[Task to complete]: Your answer should hold each line of the material that contains the word "building".

Content starts

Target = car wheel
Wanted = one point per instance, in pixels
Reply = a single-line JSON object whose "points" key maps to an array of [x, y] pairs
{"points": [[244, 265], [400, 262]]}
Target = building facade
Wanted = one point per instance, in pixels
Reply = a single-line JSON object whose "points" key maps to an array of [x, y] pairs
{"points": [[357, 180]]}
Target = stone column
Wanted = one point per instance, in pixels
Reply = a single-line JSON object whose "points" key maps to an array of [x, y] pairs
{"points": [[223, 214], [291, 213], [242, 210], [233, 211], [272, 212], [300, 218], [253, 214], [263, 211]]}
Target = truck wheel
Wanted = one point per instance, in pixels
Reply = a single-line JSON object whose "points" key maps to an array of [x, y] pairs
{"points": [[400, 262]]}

Content ends
Content starts

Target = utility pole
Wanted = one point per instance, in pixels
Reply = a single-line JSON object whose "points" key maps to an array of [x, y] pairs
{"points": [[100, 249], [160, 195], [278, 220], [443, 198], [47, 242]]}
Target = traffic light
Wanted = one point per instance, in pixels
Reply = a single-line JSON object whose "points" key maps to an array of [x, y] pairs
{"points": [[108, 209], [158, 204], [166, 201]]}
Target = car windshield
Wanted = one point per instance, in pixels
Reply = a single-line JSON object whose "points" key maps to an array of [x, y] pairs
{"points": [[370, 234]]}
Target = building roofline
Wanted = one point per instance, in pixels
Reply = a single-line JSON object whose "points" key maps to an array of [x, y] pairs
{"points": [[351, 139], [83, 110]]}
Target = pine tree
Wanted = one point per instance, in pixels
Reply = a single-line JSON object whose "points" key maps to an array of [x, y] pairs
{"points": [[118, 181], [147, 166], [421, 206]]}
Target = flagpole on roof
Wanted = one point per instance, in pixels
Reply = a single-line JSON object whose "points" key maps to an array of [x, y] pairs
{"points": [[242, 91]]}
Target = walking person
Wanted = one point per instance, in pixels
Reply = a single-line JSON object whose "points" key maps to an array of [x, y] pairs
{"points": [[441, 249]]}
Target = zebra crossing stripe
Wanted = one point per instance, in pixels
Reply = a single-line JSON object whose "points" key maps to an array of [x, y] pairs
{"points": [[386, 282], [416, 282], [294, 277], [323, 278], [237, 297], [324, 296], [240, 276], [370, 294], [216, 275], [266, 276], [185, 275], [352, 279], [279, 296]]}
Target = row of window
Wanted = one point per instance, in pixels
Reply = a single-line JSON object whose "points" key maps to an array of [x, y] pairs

Content ends

[Response box]:
Target = building facade
Target = building roofline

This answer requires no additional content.